Copy verbatim the span of lines beginning at the line that contains "Category: green logo on backdrop" and ending with the final line of the data. Exclude pictures from the copy.

> [Provided records]
====

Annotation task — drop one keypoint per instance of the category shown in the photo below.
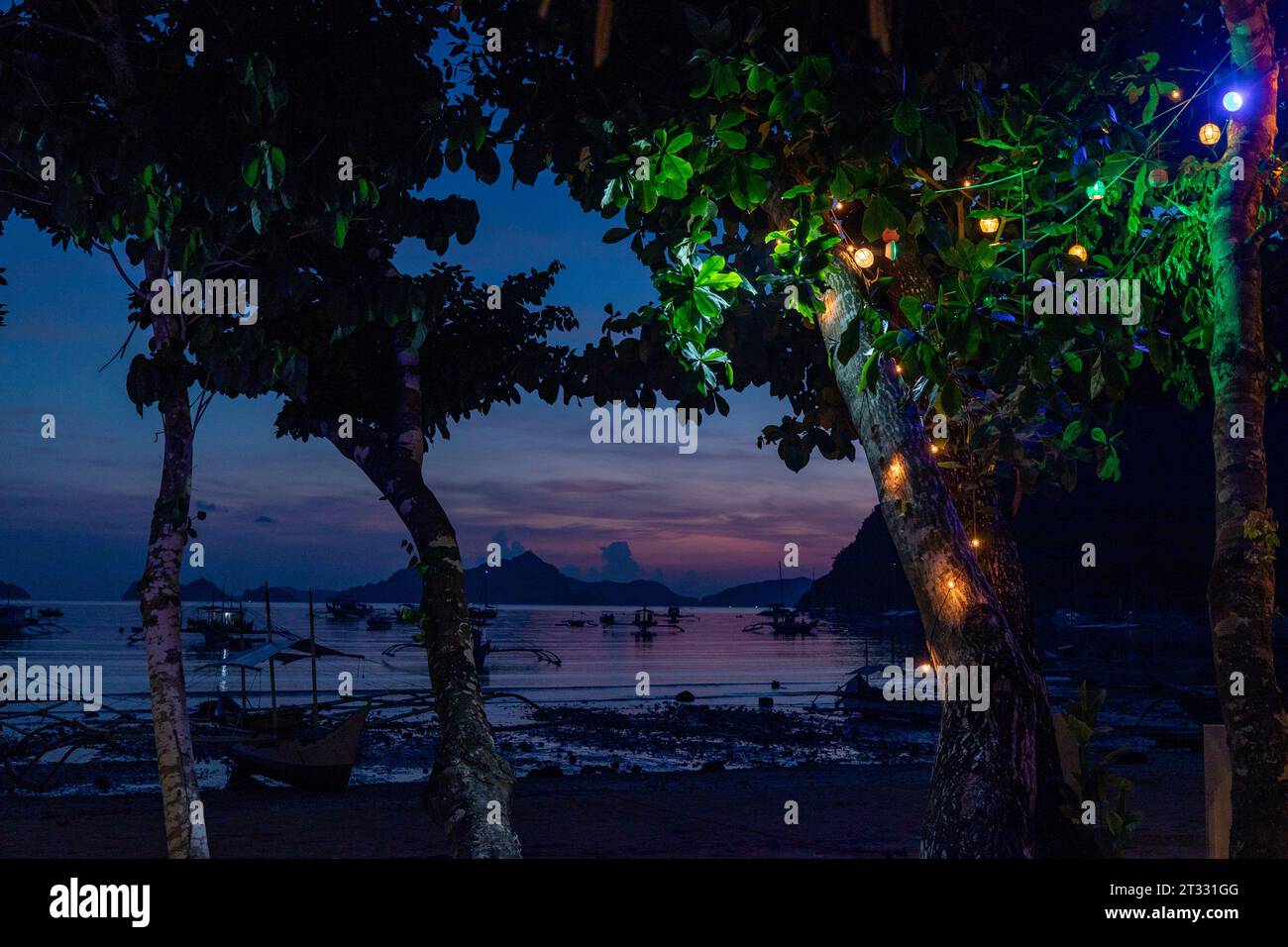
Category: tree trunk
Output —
(986, 792)
(978, 497)
(469, 789)
(1241, 585)
(160, 607)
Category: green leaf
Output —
(679, 144)
(734, 140)
(911, 308)
(907, 119)
(250, 172)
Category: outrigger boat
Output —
(288, 744)
(485, 611)
(224, 626)
(338, 609)
(14, 618)
(785, 621)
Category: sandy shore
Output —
(845, 812)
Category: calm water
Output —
(712, 657)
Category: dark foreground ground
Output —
(845, 812)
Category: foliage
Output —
(1096, 784)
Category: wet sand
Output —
(845, 812)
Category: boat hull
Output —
(323, 764)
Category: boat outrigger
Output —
(785, 621)
(290, 744)
(14, 618)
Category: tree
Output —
(417, 356)
(282, 155)
(836, 162)
(1241, 583)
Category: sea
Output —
(610, 696)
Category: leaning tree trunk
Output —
(986, 788)
(1241, 583)
(160, 607)
(469, 789)
(978, 499)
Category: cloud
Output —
(619, 565)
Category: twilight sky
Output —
(75, 510)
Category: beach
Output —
(845, 812)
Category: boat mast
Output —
(271, 673)
(313, 656)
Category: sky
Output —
(75, 509)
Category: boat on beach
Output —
(290, 742)
(314, 758)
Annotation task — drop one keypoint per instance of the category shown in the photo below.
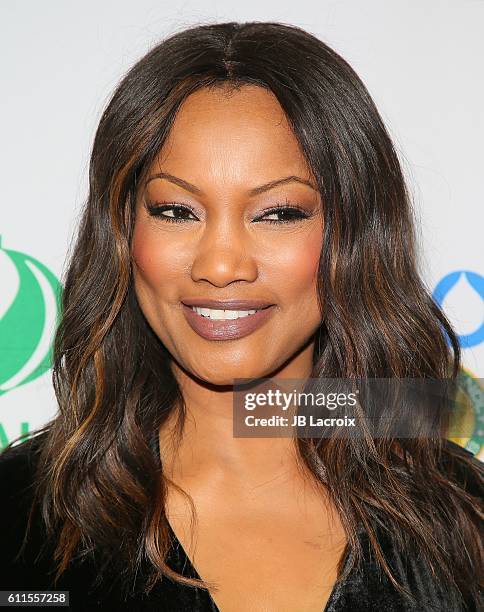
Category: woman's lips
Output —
(228, 329)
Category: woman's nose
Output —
(224, 255)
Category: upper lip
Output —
(227, 304)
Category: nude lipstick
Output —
(226, 319)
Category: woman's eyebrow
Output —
(252, 192)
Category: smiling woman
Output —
(247, 219)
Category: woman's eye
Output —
(173, 213)
(285, 214)
(176, 213)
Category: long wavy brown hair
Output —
(100, 482)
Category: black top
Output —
(366, 589)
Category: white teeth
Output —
(222, 314)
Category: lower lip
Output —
(229, 329)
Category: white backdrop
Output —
(421, 60)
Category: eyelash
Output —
(156, 211)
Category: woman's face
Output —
(218, 237)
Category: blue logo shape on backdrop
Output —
(476, 281)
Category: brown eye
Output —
(286, 214)
(170, 212)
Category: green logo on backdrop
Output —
(26, 335)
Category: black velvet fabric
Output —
(365, 590)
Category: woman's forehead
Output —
(243, 136)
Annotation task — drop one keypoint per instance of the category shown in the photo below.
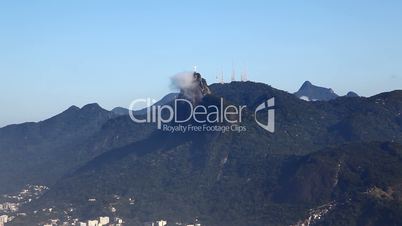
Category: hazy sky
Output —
(54, 54)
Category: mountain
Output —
(41, 153)
(352, 94)
(343, 153)
(29, 150)
(166, 99)
(311, 92)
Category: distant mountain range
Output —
(340, 159)
(310, 92)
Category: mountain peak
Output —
(352, 94)
(306, 84)
(92, 106)
(308, 91)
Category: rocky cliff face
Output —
(197, 90)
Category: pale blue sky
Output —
(54, 54)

====

> [Complete output]
Category: green logo on backdrop
Output —
(26, 335)
Category: black velvet fabric
Output —
(365, 590)
Category: woman's forehead
Output —
(243, 136)
Annotation task — drop one keypoint per instance of the category shown in the photo below.
Category: hazy sky
Output —
(54, 54)
Category: mountain
Output —
(41, 153)
(352, 94)
(343, 153)
(29, 150)
(166, 99)
(311, 92)
Category: distant mountain range
Output —
(340, 159)
(310, 92)
Category: mountain peak
Output —
(352, 94)
(306, 84)
(92, 106)
(308, 91)
Category: rocky cliff face
Output —
(197, 90)
Category: pale blue sky
Output —
(54, 54)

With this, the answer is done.